··· Pasaje mostrado ···

Una de las escenas de esta orgía es la imagen [63] en la que se muestra un ménage a trois con dos hombres y una mujer (lo habitual), los tres unidos simultáneamente como vagones de un tren. Otra serie de imágenes, todas bastante inusuales y transgresoras, rodean a ésta, entre ellas un extraordinario cunnilingus ya mencionado más arriba. Al principio se pensó que estas termas albergaban «algo más» en el piso superior. Antonio Varone lo explica bien161. Bajo cada una de estas irónicas imágenes eróticas había un número escrito, del I al XVI. En distintos lugares del mundo romano han aparecido fichas parecidas a monedas con un número (del 1 al 16) en una cara y una imagen erótica en la otra, que se conocen desde el siglo XVII como spintriae (prostitutas). Se ha pensado que pudieron utilizarse en los prostíbulos, donde estaban prohibidas las monedas con la efigie del emperador, o quizá como fichas de juego. Varone sugiere que las pinturas de las termas con su correspondiente número debajo pudieron servir como contramarca para que los clientes no olvidaran en qué determinado contenedor numerado (e ilustrado) habían depositado sus vestidos.

··· Datos en estudio ···

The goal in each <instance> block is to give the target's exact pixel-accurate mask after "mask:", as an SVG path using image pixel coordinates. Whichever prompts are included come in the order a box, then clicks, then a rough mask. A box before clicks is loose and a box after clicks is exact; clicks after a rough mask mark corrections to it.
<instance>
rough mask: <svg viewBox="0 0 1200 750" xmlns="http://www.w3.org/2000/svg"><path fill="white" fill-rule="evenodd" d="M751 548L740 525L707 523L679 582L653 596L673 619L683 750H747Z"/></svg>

···
··· Datos en estudio ···

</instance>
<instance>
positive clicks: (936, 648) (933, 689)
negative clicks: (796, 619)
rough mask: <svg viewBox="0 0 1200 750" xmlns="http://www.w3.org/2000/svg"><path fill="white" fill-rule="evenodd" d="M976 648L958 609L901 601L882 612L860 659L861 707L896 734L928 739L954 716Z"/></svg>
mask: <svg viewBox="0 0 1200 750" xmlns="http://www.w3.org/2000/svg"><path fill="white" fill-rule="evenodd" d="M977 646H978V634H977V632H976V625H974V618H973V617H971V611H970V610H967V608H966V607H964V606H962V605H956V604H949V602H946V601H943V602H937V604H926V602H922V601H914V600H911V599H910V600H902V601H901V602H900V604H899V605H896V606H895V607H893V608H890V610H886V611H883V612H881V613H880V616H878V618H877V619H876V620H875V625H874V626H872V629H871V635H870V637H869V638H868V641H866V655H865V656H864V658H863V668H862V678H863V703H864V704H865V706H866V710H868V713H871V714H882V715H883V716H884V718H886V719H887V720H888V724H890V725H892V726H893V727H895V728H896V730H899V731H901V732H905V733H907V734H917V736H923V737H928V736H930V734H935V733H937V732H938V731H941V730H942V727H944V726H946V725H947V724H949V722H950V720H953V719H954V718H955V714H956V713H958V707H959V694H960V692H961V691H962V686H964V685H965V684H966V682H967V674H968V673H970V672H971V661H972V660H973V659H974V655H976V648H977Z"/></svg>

···

Retoma el pasaje sobre las pinturas eróticas de las termas y continúalo a partir de su última oración.

§ Resultado obtenido:
En el mundo clásico el pensamiento religioso, los hábitos sociales, la disparidad de papeles entre lo masculino y lo femenino, el desencuentro y encuentro de hombres y mujeres han conformado un peculiar arte erótico que se ha presentado aquí con economía y con honestidad. El tema es complejo y vasto y ha quedado sólo esbozado. No habrán encontrado en esta lectura un estudio sobre el sexo en el mundo griego y romano, sí un recorrido por el imaginario visual del erotismo clásico, donde los textos se han tratado y se han compuesto como ilustraciones con la intención de entender, explicar y, sobre todo, oír las imágenes.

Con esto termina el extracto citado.